- **Objective**
Your task is to extract every line from the material below exactly.

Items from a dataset
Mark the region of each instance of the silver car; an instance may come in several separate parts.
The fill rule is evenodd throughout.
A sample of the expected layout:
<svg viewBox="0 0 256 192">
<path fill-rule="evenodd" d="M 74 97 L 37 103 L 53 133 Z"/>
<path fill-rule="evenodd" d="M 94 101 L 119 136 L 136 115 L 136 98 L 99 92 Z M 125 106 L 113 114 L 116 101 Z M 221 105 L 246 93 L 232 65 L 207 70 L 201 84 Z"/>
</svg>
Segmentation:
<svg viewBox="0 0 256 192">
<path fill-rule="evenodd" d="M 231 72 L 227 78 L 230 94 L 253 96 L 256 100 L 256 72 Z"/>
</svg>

- **Expected answer**
Mark the region of each instance of the silver car; an instance may come in several separate parts.
The fill rule is evenodd throughout.
A sample of the expected layout:
<svg viewBox="0 0 256 192">
<path fill-rule="evenodd" d="M 74 97 L 37 103 L 53 133 Z"/>
<path fill-rule="evenodd" d="M 94 101 L 119 136 L 136 115 L 136 98 L 99 92 Z M 125 106 L 113 114 L 116 101 Z M 221 105 L 246 93 L 232 65 L 207 70 L 201 84 Z"/>
</svg>
Segmentation:
<svg viewBox="0 0 256 192">
<path fill-rule="evenodd" d="M 231 72 L 227 78 L 230 94 L 253 96 L 256 100 L 256 72 Z"/>
</svg>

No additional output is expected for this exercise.